▼▼▼
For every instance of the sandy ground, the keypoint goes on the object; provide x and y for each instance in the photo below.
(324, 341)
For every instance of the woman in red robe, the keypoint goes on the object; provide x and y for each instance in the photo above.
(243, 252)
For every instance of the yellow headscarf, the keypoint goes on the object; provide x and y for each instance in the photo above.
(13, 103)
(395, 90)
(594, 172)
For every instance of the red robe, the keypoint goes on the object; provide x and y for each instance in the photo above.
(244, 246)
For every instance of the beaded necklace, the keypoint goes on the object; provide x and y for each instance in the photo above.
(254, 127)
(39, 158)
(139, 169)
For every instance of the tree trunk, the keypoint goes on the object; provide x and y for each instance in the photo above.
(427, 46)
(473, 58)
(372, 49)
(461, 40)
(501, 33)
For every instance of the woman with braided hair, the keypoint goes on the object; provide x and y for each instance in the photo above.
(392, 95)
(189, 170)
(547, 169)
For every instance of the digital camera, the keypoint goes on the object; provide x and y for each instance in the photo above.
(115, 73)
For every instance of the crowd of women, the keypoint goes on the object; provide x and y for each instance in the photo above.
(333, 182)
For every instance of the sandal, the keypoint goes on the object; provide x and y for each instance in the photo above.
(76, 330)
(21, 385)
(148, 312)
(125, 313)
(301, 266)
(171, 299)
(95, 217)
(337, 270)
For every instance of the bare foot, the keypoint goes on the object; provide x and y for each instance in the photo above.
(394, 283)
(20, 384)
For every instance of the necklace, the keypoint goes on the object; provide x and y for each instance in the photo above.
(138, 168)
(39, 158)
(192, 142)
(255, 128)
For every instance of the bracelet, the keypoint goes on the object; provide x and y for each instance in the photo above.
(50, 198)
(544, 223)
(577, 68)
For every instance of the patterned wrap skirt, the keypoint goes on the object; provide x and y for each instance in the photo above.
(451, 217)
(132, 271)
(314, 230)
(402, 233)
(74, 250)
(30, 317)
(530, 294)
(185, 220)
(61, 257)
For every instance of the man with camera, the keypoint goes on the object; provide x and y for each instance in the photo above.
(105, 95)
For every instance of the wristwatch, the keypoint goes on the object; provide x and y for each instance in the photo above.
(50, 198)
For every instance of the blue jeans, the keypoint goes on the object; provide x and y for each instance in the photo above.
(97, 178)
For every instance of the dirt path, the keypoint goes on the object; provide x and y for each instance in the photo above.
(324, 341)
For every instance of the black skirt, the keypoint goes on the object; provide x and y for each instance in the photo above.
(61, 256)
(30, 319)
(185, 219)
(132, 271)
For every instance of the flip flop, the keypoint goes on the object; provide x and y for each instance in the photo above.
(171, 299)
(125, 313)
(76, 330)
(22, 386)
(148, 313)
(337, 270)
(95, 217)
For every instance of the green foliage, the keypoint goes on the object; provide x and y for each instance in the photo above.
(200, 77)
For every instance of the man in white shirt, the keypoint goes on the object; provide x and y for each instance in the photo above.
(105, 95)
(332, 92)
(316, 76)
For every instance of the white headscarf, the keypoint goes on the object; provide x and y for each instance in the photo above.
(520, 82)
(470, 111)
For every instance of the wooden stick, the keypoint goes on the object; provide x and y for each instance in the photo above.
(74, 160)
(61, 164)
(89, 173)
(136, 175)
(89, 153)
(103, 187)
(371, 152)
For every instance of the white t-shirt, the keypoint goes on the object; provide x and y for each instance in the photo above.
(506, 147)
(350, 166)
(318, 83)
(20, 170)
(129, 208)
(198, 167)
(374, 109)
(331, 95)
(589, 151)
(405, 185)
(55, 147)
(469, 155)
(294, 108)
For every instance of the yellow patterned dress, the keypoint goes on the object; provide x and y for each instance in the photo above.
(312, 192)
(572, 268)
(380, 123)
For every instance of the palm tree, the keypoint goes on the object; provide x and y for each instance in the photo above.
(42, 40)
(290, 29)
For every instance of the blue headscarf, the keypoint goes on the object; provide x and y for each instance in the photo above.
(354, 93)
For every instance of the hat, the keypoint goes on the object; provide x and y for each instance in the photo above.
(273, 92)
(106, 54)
▲▲▲
_EXERCISE REQUIREMENTS_
Please write out the rows unchanged, from the line that contains "For every instance of the hat, the" through the final line of the rows, including both of those lines.

_COMPLETED EXERCISE_
For every instance of the hat, the keypoint goes on the object; provide x and y for each instance in the photo above.
(273, 92)
(106, 54)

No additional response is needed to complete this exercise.